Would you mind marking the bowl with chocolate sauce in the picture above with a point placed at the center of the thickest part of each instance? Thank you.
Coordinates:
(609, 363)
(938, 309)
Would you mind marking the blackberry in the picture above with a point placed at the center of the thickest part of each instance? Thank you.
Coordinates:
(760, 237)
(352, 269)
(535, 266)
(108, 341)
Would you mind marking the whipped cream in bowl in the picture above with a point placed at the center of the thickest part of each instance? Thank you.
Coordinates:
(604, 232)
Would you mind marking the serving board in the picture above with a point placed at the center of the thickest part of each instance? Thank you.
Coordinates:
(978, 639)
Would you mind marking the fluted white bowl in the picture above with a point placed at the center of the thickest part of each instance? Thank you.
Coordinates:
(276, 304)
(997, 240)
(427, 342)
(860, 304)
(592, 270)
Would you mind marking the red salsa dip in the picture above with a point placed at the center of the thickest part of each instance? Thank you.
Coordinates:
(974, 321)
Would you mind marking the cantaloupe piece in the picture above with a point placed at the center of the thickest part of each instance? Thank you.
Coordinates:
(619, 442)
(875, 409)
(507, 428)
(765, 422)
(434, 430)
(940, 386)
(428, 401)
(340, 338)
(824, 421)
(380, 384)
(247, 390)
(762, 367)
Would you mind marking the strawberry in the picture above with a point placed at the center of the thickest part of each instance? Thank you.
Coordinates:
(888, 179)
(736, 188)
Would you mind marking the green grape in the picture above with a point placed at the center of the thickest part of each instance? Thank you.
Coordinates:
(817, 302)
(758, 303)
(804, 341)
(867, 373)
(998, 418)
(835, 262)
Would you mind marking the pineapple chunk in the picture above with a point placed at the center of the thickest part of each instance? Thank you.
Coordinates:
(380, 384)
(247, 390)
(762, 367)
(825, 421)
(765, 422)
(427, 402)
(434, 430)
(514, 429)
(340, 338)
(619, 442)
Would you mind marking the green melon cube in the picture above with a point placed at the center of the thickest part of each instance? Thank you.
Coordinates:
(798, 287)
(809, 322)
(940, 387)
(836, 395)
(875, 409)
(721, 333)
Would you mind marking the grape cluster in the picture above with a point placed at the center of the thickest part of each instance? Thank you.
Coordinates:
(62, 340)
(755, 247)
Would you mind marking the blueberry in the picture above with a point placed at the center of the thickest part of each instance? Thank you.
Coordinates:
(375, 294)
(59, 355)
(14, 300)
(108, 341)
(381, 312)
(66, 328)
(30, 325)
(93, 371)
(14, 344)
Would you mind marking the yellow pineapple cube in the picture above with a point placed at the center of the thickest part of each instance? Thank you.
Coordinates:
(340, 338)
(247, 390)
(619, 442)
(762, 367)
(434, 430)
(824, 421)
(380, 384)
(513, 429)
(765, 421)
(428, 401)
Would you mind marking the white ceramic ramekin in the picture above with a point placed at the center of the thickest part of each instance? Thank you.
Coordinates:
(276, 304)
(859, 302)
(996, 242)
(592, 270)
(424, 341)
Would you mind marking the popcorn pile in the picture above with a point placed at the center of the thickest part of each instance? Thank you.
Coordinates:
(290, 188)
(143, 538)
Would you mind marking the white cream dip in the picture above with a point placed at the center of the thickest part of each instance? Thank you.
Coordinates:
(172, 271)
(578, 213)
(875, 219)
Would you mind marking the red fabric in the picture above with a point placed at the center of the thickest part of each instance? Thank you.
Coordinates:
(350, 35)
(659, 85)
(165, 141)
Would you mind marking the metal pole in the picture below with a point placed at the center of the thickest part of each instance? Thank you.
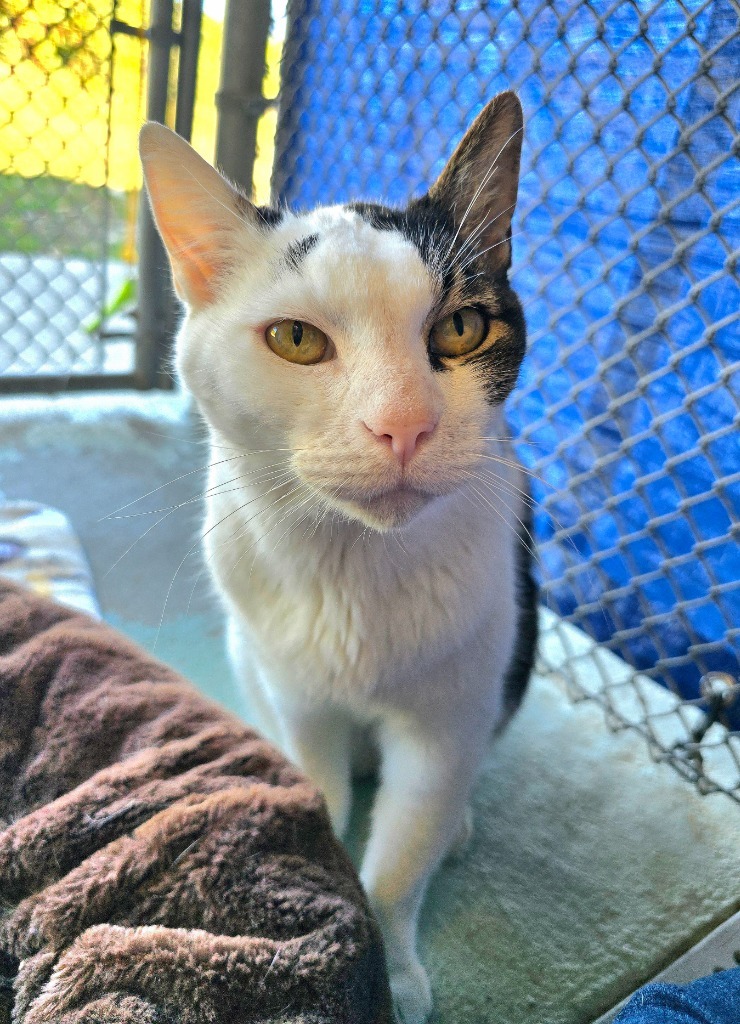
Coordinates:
(187, 67)
(240, 98)
(156, 305)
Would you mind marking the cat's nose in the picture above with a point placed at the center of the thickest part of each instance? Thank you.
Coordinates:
(402, 438)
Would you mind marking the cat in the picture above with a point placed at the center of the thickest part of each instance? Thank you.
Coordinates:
(366, 522)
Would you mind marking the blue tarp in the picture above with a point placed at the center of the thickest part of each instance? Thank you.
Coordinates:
(628, 404)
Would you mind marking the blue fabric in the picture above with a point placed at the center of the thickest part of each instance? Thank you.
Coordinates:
(709, 1000)
(634, 326)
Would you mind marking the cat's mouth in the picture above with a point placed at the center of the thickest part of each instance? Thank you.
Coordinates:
(386, 509)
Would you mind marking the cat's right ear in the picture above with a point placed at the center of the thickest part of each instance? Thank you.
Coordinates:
(199, 214)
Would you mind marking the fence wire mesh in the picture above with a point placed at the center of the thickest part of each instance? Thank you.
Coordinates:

Directions
Here the job is to transcribe the lines from the first line of the data through the line containing "Would you mind marking the blackberry", inclusive, exactly and with nothing else.

Completed task
Would you mind marking the bowl with chocolate sauce in the picture above with a point placed at the center of the thickest part of each instance? Thank you.
Coordinates:
(609, 363)
(938, 309)
Would you mind marking the blackberry in the picture above with a point placed at the center of the thickest part of each instance? Thank you.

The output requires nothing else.